-------- Records for this exercise

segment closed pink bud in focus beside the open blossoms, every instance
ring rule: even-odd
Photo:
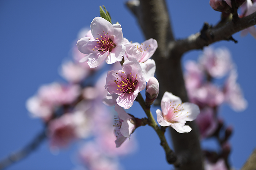
[[[148,80],[146,86],[146,104],[153,104],[159,94],[159,83],[156,78],[152,77]]]

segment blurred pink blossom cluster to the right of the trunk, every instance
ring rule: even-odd
[[[185,70],[184,80],[189,100],[200,108],[196,123],[201,139],[216,137],[221,152],[229,153],[228,139],[232,128],[223,127],[223,120],[218,118],[218,108],[223,103],[229,104],[234,111],[244,111],[247,107],[247,101],[237,83],[237,67],[231,60],[230,52],[226,48],[216,50],[210,47],[205,48],[198,62],[187,61]],[[222,86],[214,83],[217,79],[223,80]],[[224,137],[221,137],[222,131],[224,131]],[[212,159],[214,155],[212,151],[205,151],[205,153],[209,160],[214,160],[206,161],[206,169],[212,169],[215,166],[226,169],[223,162],[227,162],[227,157],[219,155],[216,158],[217,154],[215,154],[215,158]]]

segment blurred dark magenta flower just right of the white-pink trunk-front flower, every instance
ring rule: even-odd
[[[211,107],[201,109],[200,114],[196,118],[196,123],[200,130],[201,139],[212,135],[218,126],[218,121]]]

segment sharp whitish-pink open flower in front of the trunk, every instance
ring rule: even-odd
[[[178,133],[190,132],[192,129],[185,125],[186,121],[193,121],[200,113],[196,104],[182,103],[178,96],[165,92],[161,100],[161,110],[157,110],[157,122],[161,126],[172,126]]]

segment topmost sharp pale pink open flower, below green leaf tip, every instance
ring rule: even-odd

----------------

[The task] From the records above, copy each line that contains the word "sharp".

[Answer for the task]
segment sharp whitish-pink open flower in front of the trunk, every instance
segment topmost sharp pale pink open flower, below green leaf tip, every instance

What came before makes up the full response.